- Selection
____________________
Design Considerations for Disaster Recovery with VMware Cloud on AWS

By Schneider Larbi, Sr. Partner Solutions Architect at AWS
By Kiran Reid, Partner Solutions Architect at AWS

Customers who run VMware on-premises are incorporating VMware Cloud on AWS into their hybrid cloud strategy due to the immense benefits of using the AWS Global Infrastructure.

As organizations plan hybrid cloud strategies, disaster recovery (DR) is a vital consideration to ensure business continuity in the event of a disaster.

In this post, we discuss the architectural considerations and best practices for implementing disaster recovery using VMware Cloud on AWS. We’ll focus mainly on VMware Cloud on AWS and the VMware Site Recovery Manager (SRM) add on.

There are cases where disaster recovery is not properly architected which results in loss of service and failure to meet Service Level Agreements (SLAs) when a disaster occurs. This loss of service can cause financial and reputational damage to customers.

Disaster Recovery Options

To help understand what disaster recovery means, let’s refer to the Gartner definition:

“Disaster recovery is defined as (1) The use of alternative network circuits to re-establish communications channels in the event the primary channels are disconnected or malfunctioning, and (2) The methods and procedures for returning a data center to full operation after a catastrophic interruption (including recovery of lost data).”

With the above definition in mind, we’ll discuss the available types of disaster recovery available to customers and how VMware Cloud on AWS and its applicable services fit into this discussion.

VMware Cloud on AWS offers four levels of DR support across a spectrum of complexity and time. We’ll dive deep in these key areas: Backup and Restore, Pilot Light, Warm Standby in AWS, and Hot Standby Active/Active.

Figure 1 – The four DR options when running on AWS.

Backup and Restore

Within 120 minutes, a Software Defined Data Center (SDDC) can be ready to start deploying workloads into, and this is where on-demand disaster recovery is possible. The ability to spin up resources on-demand is a cost-effective approach preventing idle resources waiting for use.

At the on-premises end, backups are configured with backup repositories that can extend to Amazon Simple Storage Service (Amazon S3). To enable this, a VMware Cloud on AWS certified backup is required.
____________________
- Records for identifying positions

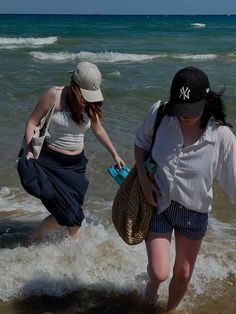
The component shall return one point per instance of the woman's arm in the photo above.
(150, 191)
(38, 113)
(102, 136)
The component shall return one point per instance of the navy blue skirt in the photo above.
(59, 181)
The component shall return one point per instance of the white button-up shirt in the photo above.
(186, 175)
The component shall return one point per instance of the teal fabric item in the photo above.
(118, 174)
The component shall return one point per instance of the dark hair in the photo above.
(77, 105)
(215, 108)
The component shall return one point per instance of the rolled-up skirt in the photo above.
(59, 181)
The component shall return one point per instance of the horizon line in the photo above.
(121, 14)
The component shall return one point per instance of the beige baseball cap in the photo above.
(89, 79)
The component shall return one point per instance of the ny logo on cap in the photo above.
(184, 92)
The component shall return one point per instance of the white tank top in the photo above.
(65, 133)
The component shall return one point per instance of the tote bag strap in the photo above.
(160, 114)
(47, 118)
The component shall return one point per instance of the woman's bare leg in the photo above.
(74, 232)
(186, 254)
(158, 251)
(47, 225)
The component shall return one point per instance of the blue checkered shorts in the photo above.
(189, 223)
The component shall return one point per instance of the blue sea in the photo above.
(138, 56)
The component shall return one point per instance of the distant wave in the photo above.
(109, 57)
(95, 57)
(196, 56)
(21, 42)
(198, 25)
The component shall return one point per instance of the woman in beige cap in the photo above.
(57, 177)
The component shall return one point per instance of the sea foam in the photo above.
(21, 42)
(107, 57)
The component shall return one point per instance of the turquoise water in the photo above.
(138, 56)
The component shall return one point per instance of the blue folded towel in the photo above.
(118, 174)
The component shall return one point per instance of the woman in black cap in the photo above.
(194, 145)
(57, 177)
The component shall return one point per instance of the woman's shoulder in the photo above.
(154, 107)
(224, 134)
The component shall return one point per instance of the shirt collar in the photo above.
(209, 133)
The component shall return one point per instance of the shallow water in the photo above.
(137, 56)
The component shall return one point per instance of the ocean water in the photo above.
(138, 56)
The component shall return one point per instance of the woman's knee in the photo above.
(183, 274)
(158, 273)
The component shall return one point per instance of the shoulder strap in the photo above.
(44, 125)
(160, 114)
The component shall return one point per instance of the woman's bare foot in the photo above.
(151, 293)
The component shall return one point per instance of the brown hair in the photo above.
(78, 105)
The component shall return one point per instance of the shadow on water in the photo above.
(87, 301)
(13, 233)
(84, 300)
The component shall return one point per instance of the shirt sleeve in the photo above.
(144, 132)
(226, 175)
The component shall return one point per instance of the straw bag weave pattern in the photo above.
(131, 214)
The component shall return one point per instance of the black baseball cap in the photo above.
(188, 93)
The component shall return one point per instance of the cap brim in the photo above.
(92, 96)
(188, 110)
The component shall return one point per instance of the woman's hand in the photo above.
(119, 161)
(29, 155)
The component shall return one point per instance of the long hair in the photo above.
(77, 105)
(215, 108)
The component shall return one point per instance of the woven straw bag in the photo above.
(131, 214)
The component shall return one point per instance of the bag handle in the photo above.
(47, 118)
(160, 114)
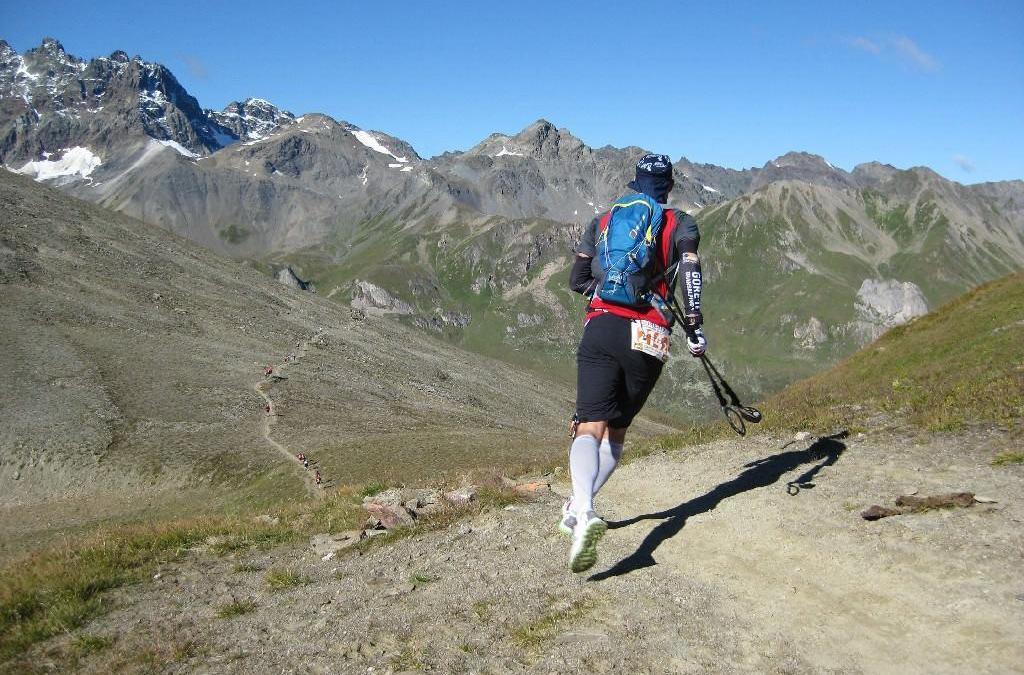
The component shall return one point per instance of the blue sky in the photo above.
(934, 83)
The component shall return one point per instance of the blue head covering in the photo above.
(653, 177)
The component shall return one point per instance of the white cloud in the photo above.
(911, 52)
(864, 44)
(964, 163)
(898, 46)
(195, 65)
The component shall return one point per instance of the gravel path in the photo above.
(262, 387)
(747, 555)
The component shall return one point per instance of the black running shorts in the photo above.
(612, 380)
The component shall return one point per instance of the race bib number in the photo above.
(650, 338)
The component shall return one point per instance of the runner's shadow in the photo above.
(759, 473)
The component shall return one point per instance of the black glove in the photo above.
(696, 342)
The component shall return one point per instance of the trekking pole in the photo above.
(735, 413)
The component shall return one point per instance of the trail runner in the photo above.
(624, 346)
____________________
According to the disaster recovery article, how long does it take for a Software Defined Data Center (SDDC) to be ready to start deploying workloads into?

- Worked answer
Within 120 minutes.